- ARTICLE -
Puis, en 1930 il revint illégalement en France. Il connut alors Simone Weil avec qui il restera en contact jusqu’à sa mort. En juin 1931, il partit avec Ida pour l’Espagne, où il participa à diverses manifestations ouvrières à Barcelone et à Madrid, y resta jusqu’en novembre de la même année et rédigea des chroniques sur « les révolutions espagnoles » qui paraîtront dans La Révolution prolétarienne et Le Cri du Peuple. Après un bref séjour à Paris en 1932, le couple retourna en Belgique et y resta jusqu’en 1936. Nicolas participa alors à plusieurs grèves dures menées par les anarcho-syndicalistes et en juillet 1933 était arrêté et condamné à quatre mois d’emprisonnement par le tribunal de Verviers pour avoir harangué les ouvriers du textile en grève lors d’un meeting interdit. En 1932 il avait fondé, avec Jean de Boë, le bi-mensuel Le Réveil syndicaliste (Liège-Bruxelles, 30 numéros du 29 octobre 1932 au 22 avril 1934) dont l’administrateur était la camarade J. Gottfreid et qui était l’organe des Groupes d’Action syndicaliste. En mai 1933 il participa à l’enquête sur le mouvement social en Belgique paru dans le numéro 8/9 de la revue Correspondance Internationale Ouvrière (Nîmes) animée par A. Prudhommeaux et Jean Dautry. Les 24 et 25 décembre 1933 il participa avec E. Tanrez Ernestan au premier congrès national tenu à Paris par la Fédération communiste libertaire (FCL) salle Lejeune, 67 rue de Ménilmontantn auquel assistèrent une trentaine de délégués.

Parallèlement il animait des campagnes pour la libération de Victor Serge - qu’il accueillit à Bruxelles après sa libération en avril 1936 - et de F. Ghezzi emprisonnés en URSS, contre les expulsions par la Belgique de militants anarchistes étrangers tant et si bien qu’il fut une nouvelle fois arrêté avec sa compagne en 1934, il fut condamné à quinze jours de prison. En 1935, devant l’aggravation du danger de guerre, il entreprit la constitution d’un comité contre la guerre et fut délégué à la Conférence de Saint-Denis les 10 et 11 août 1935. En juin 1936, de nouveau arrêté, il fut condamné à sept mois de prison mais libéré peu après sur intervention des syndicats bruxellois.

Il revint alors en France où il trouva un travail de correcteur d’imprimerie, fut admis au syndicat des correcteurs le 3 avril 1937 et fonda, avec Félix Guyard l’organe Le Réveil syndicaliste (Paris, au moins 10 numéros de janvier à octobre 1938) dont le gérant était Léon Duvernet, était édité par le Cercle syndicaliste Lutte de classe et où ses articles étaient signés le plus souvent du pseudonyme L. Nuiteux. Il participa également à la recherche de la documentation pour le livre que sa compagne allait publier sous le titre « La Commune de Cronstadt ». Il couvrit les luttes du Front populaire dans les colonnes du Libertaire prônant la mise en place du contrôle ouvrier. Nicolas Lazarevitch collabora également avec Louis Mercier Vega à la revue Révision (Paris, 5 numéros de février à juin 1938) dont le gérant était Louis Feuillade.

- DONNÉES FOURNIES -

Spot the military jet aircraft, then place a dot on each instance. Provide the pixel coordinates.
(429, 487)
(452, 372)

- À FAIRE -
Répondez à ces questions sur Nicolas Lazarevitch d'après l'article :
(a) Quel tribunal le condamna en juillet 1933, et à quelle peine ?
(b) À quelle date fut-il admis au syndicat des correcteurs ?
(c) Combien de numéros de la revue Révision parurent ?
Appuyez-vous uniquement sur l'article pour répondre.

- BONNE RÉPONSE -
(a) Le tribunal de Verviers, qui le condamna à quatre mois d'emprisonnement.
(b) Le 3 avril 1937.
(c) Cinq numéros, de février à juin 1938.